Exercise input:
_ _ _ _

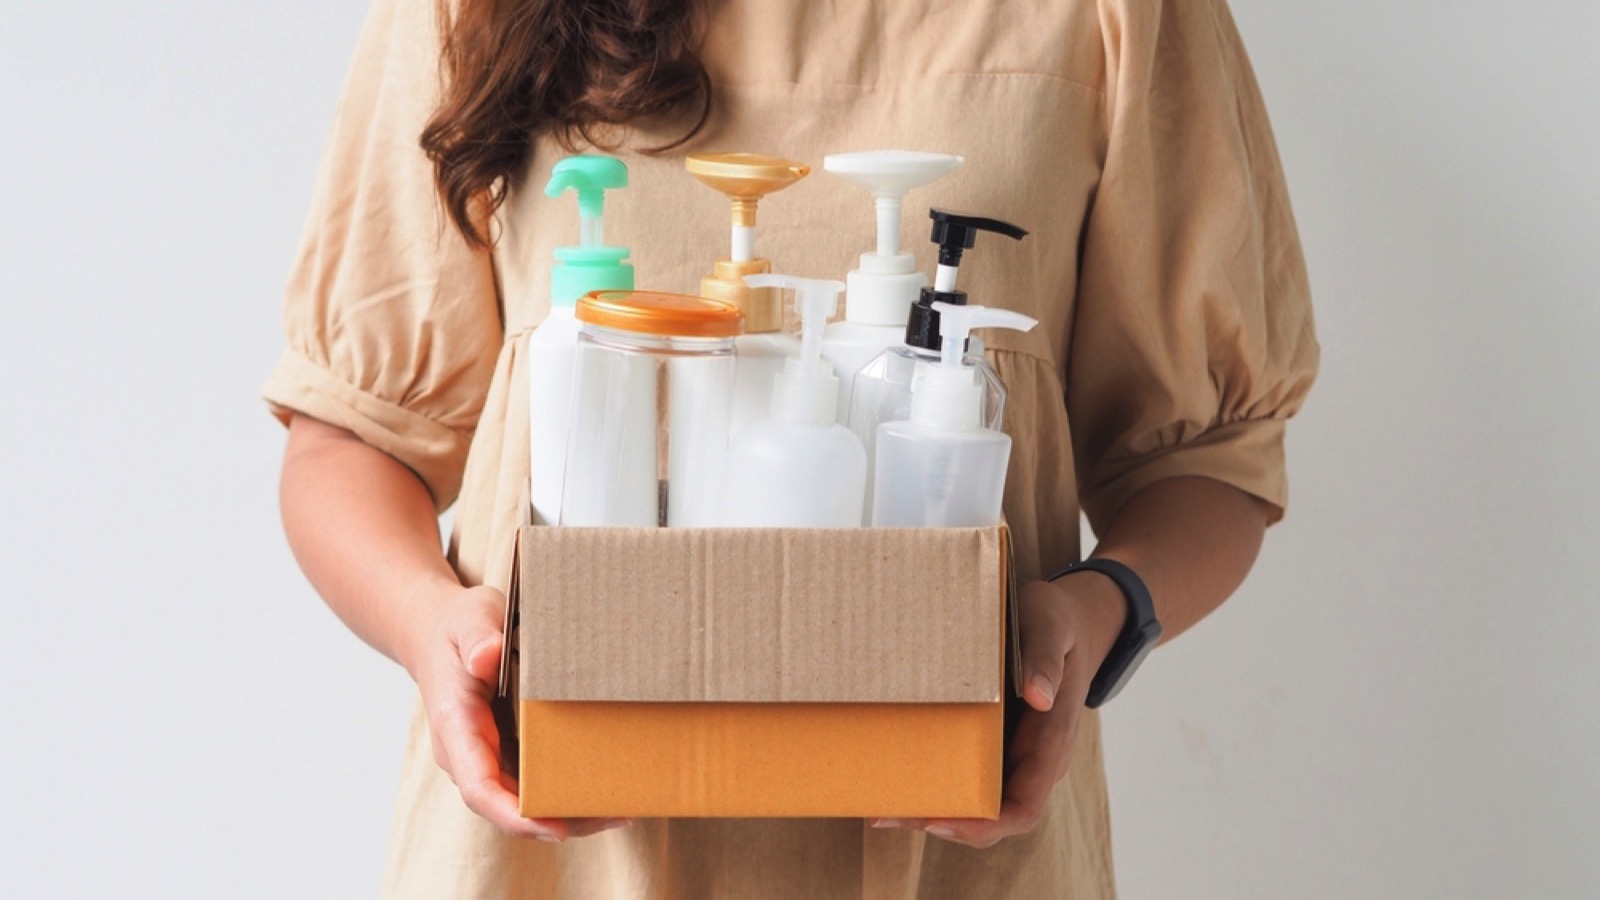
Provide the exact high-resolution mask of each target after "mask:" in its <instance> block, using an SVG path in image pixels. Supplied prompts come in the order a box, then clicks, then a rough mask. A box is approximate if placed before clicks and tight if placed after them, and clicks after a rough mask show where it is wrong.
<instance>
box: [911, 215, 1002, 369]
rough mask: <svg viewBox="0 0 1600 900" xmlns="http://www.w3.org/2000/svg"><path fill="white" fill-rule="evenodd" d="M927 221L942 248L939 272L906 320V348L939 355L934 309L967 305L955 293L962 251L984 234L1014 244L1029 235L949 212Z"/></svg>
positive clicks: (974, 243) (963, 305)
mask: <svg viewBox="0 0 1600 900" xmlns="http://www.w3.org/2000/svg"><path fill="white" fill-rule="evenodd" d="M928 218H930V219H933V242H934V243H938V245H939V271H938V274H936V275H934V279H933V287H931V288H922V296H918V298H917V303H915V304H912V307H910V317H909V319H907V320H906V346H909V348H917V349H925V351H938V349H939V335H941V333H942V330H941V327H939V314H938V312H936V311H934V309H933V307H934V306H938V304H939V303H950V304H955V306H965V304H966V293H965V291H958V290H955V271H957V267H958V266H960V264H962V251H963V250H971V248H973V245H976V243H978V232H981V231H992V232H995V234H1003V235H1006V237H1010V239H1011V240H1022V237H1026V235H1027V231H1026V229H1022V227H1019V226H1014V224H1011V223H1006V221H1000V219H990V218H987V216H970V215H963V213H952V211H947V210H928Z"/></svg>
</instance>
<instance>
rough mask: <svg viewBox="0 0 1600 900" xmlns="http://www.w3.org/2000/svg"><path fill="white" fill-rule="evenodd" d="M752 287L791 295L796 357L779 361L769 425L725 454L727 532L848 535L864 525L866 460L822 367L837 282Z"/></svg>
mask: <svg viewBox="0 0 1600 900" xmlns="http://www.w3.org/2000/svg"><path fill="white" fill-rule="evenodd" d="M746 282H749V283H750V287H773V288H794V291H795V307H797V311H798V312H800V322H802V330H800V348H802V349H800V356H798V357H797V359H787V360H784V370H782V372H781V373H779V375H778V378H776V381H774V384H773V412H771V418H768V420H766V421H757V423H750V424H746V426H744V428H741V429H738V431H734V434H733V444H731V445H730V448H728V482H726V501H725V509H726V525H733V527H789V528H850V527H858V525H861V520H862V509H864V508H866V492H867V452H866V448H864V447H862V445H861V440H858V439H856V436H854V434H851V431H850V429H848V428H845V426H842V424H838V420H837V413H835V410H834V407H835V404H837V402H838V378H837V376H835V375H834V370H832V367H830V365H829V364H827V362H826V360H822V359H821V349H822V346H821V344H822V328H824V323H826V322H827V319H829V315H832V314H834V312H835V311H837V309H838V295H840V291H843V290H845V285H843V283H840V282H827V280H816V279H797V277H792V275H749V277H746Z"/></svg>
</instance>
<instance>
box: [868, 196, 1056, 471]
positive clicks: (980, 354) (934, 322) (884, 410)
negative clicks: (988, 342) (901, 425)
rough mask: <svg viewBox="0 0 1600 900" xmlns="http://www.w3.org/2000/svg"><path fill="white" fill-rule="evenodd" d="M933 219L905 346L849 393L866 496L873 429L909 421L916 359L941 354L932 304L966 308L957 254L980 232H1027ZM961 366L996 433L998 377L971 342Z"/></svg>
mask: <svg viewBox="0 0 1600 900" xmlns="http://www.w3.org/2000/svg"><path fill="white" fill-rule="evenodd" d="M928 218H930V219H933V229H931V235H930V239H931V240H933V242H934V243H938V245H939V271H938V274H936V275H934V282H933V287H931V288H922V291H920V295H918V296H917V301H915V303H914V304H912V306H910V312H909V315H907V319H906V330H904V343H901V344H899V346H893V348H890V349H886V351H883V352H882V354H878V356H877V357H875V359H874V360H872V362H869V364H867V365H864V367H862V368H861V370H859V372H858V373H856V378H854V384H853V386H851V392H850V412H848V413H846V415H845V420H846V421H848V423H850V429H851V431H854V432H856V437H859V439H861V442H862V444H864V445H866V447H867V458H869V460H872V461H874V464H872V466H870V468H869V469H867V493H869V495H872V484H874V480H875V479H877V450H875V447H877V436H878V426H880V424H883V423H886V421H899V420H906V418H909V416H910V405H912V391H910V388H912V376H914V375H915V372H917V362H918V360H938V359H939V352H941V346H942V344H941V333H939V314H938V311H936V309H934V304H936V303H946V304H955V306H965V304H966V291H962V290H957V288H955V279H957V274H958V271H960V266H962V253H963V251H965V250H971V248H973V245H974V243H976V242H978V234H979V232H984V231H987V232H994V234H1002V235H1005V237H1010V239H1013V240H1021V239H1022V237H1024V235H1027V232H1026V231H1024V229H1021V227H1019V226H1014V224H1011V223H1005V221H1000V219H990V218H984V216H968V215H962V213H952V211H947V210H928ZM965 362H966V364H970V365H971V367H973V368H974V370H976V373H978V378H979V381H981V386H982V391H981V394H979V396H981V404H979V415H981V418H982V423H984V428H989V429H990V431H1000V420H1002V415H1003V412H1005V388H1003V386H1002V384H1000V376H998V375H995V372H994V368H990V367H989V364H987V362H986V360H984V356H982V344H981V343H979V341H978V340H976V338H973V340H971V341H968V352H966V357H965Z"/></svg>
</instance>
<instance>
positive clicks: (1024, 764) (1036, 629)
mask: <svg viewBox="0 0 1600 900" xmlns="http://www.w3.org/2000/svg"><path fill="white" fill-rule="evenodd" d="M1125 615H1126V612H1125V605H1123V597H1122V593H1120V591H1118V589H1117V586H1115V585H1114V583H1112V581H1110V580H1109V578H1106V577H1104V575H1099V573H1096V572H1074V573H1070V575H1067V577H1064V578H1061V580H1058V581H1032V583H1029V585H1026V586H1024V588H1022V591H1021V593H1019V594H1018V625H1019V628H1018V631H1019V636H1021V642H1022V671H1021V673H1019V681H1021V684H1022V698H1024V700H1026V701H1027V708H1026V709H1024V711H1022V714H1021V717H1019V719H1018V722H1016V730H1014V732H1013V733H1011V738H1010V741H1008V743H1006V761H1005V769H1006V778H1005V788H1003V791H1002V798H1000V818H997V820H987V818H922V820H910V818H906V820H893V818H880V820H874V822H872V826H874V828H918V830H922V831H926V833H928V834H933V836H934V838H944V839H946V841H955V842H958V844H968V846H971V847H992V846H994V844H997V842H1000V841H1002V839H1005V838H1011V836H1014V834H1026V833H1029V831H1032V830H1034V826H1037V825H1038V822H1040V818H1042V817H1043V815H1045V804H1046V801H1048V798H1050V791H1051V788H1054V786H1056V781H1059V780H1061V778H1062V777H1064V775H1066V773H1067V762H1069V759H1070V756H1072V745H1074V741H1075V740H1077V730H1078V714H1082V713H1083V698H1085V697H1088V692H1090V681H1091V679H1093V677H1094V673H1096V671H1098V669H1099V665H1101V661H1102V660H1104V658H1106V653H1109V652H1110V645H1112V644H1114V642H1115V641H1117V633H1118V631H1120V629H1122V625H1123V618H1125Z"/></svg>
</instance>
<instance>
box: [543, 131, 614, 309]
mask: <svg viewBox="0 0 1600 900" xmlns="http://www.w3.org/2000/svg"><path fill="white" fill-rule="evenodd" d="M613 187H627V167H626V165H622V160H618V159H611V157H602V155H589V154H586V155H578V157H566V159H565V160H562V162H558V163H555V170H552V171H550V183H549V184H546V186H544V194H546V195H547V197H560V195H562V194H563V192H566V191H576V192H578V221H579V229H581V231H579V234H581V239H579V243H578V247H557V248H555V266H554V267H552V269H550V306H566V307H571V306H574V304H576V303H578V298H581V296H582V295H586V293H589V291H592V290H634V266H632V264H630V263H626V259H627V248H626V247H606V245H605V218H603V216H605V192H606V191H608V189H613Z"/></svg>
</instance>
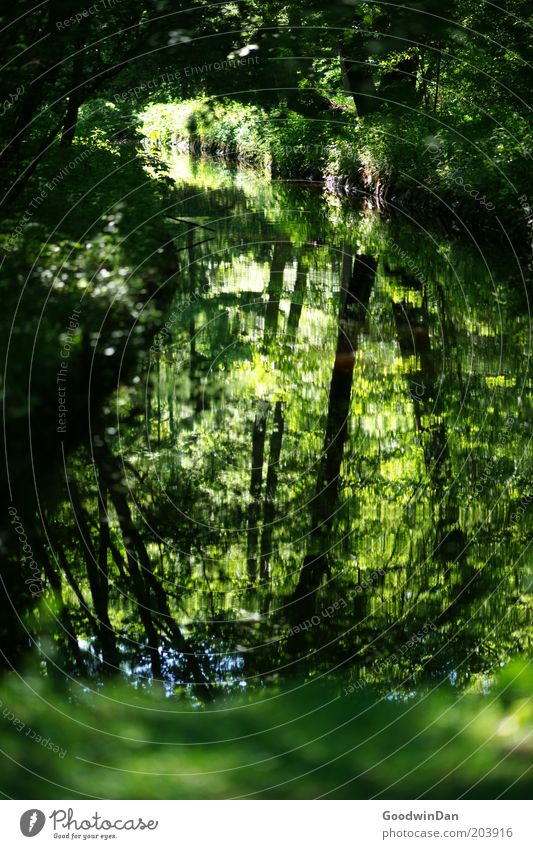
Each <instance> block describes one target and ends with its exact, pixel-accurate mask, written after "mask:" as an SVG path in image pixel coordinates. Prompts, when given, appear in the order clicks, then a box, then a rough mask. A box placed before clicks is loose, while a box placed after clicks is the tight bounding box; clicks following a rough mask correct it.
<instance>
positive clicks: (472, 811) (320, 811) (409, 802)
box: [0, 800, 533, 849]
mask: <svg viewBox="0 0 533 849" xmlns="http://www.w3.org/2000/svg"><path fill="white" fill-rule="evenodd" d="M0 810H1V812H2V840H1V843H2V846H5V847H6V849H12V847H18V846H26V847H28V846H29V845H31V846H35V847H36V849H37V847H48V846H56V847H57V846H61V845H64V844H66V845H68V846H72V844H78V845H80V846H81V845H85V846H87V845H92V846H95V845H96V846H103V845H107V846H116V847H117V849H122V847H124V849H126V847H130V846H131V847H136V846H146V847H157V849H167V847H168V849H171V847H172V849H175V848H176V847H180V846H197V847H199V848H200V849H203V847H206V849H212V847H217V849H226V847H227V849H250V847H253V849H272V847H273V846H274V847H275V849H287V847H305V849H324V847H325V846H332V845H336V844H337V843H338V845H339V846H340V847H342V849H349V847H354V849H358V847H364V849H374V847H378V846H380V847H384V849H386V847H391V849H392V847H394V846H397V847H410V849H416V847H420V849H426V847H435V849H438V847H442V849H445V847H456V849H459V847H463V846H467V847H470V846H472V847H478V849H481V847H483V846H487V845H490V846H493V847H494V846H496V847H502V849H503V847H505V849H531V847H532V845H533V841H532V838H531V823H530V821H529V820H530V816H528V814H529V815H530V813H531V804H530V803H529V802H527V801H497V802H495V801H468V802H465V801H460V802H453V801H449V800H447V801H429V802H420V801H417V802H408V801H407V802H406V801H389V802H387V801H369V802H366V801H353V802H350V801H339V802H337V801H331V802H330V801H317V802H314V801H247V802H243V801H154V800H136V801H98V802H95V801H85V800H84V801H47V800H44V801H27V800H26V801H12V800H9V801H4V802H2V807H1V808H0ZM32 839H35V843H31V844H30V843H29V841H30V840H32ZM67 841H68V842H67Z"/></svg>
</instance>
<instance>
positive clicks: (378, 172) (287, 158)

_ _ _ _

Your objective:
Rewrite the stretch of the records above from the start through the line containing "box: [911, 215, 1002, 369]" as a numbered list, both ends included, omitting blank lines and leaving out the pictures.

Written answer:
1. Provide the exact high-resolution mask of each target after "mask:" in its <instance> block, using an SVG path in image pixels. Supplied prompts come in the order a box, then clicks, then a rough mask. A box is approximate if placed before clicks and tight if placed after them, and clicks after a rough mask show where it is wrong.
2. <instance>
3. box: [911, 215, 1002, 369]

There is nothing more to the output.